--- START ---
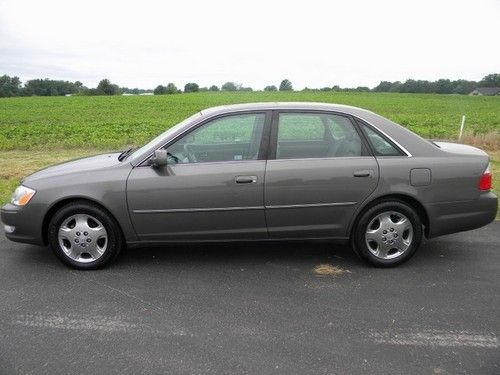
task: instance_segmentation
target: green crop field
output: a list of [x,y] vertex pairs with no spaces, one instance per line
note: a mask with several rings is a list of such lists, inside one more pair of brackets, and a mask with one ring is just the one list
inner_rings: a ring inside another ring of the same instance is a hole
[[[456,139],[490,151],[500,178],[500,97],[460,95],[218,92],[164,96],[0,99],[0,202],[20,178],[67,158],[141,145],[187,116],[216,105],[263,101],[349,104],[381,114],[426,138]],[[498,183],[495,184],[498,189]],[[498,190],[497,190],[498,191]]]
[[455,138],[466,130],[500,129],[500,97],[453,95],[276,92],[164,96],[28,97],[0,99],[0,150],[140,145],[203,108],[259,101],[318,101],[377,112],[427,138]]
--- END ---
Exercise goal
Reproduce all of the material above word for word. Omit the pictures.

Worked solution
task: instance_segmentation
target: green crop field
output: a list of [x,y] vertex pairs with no spaces, one instance per line
note: a mask with several rings is a list of such lists, inside one more pair of brackets, and a mask with one ring is just the one list
inner_rings: a ring inside another ring of the same instance is a hole
[[[456,139],[490,151],[500,178],[500,97],[460,95],[218,92],[164,96],[0,99],[0,202],[20,178],[67,158],[141,145],[187,116],[216,105],[263,101],[349,104],[381,114],[426,138]],[[498,183],[495,184],[498,189]],[[498,190],[497,190],[498,191]]]
[[455,138],[466,130],[500,129],[500,97],[453,95],[276,92],[164,96],[28,97],[0,99],[0,150],[140,145],[203,108],[259,101],[318,101],[377,112],[427,138]]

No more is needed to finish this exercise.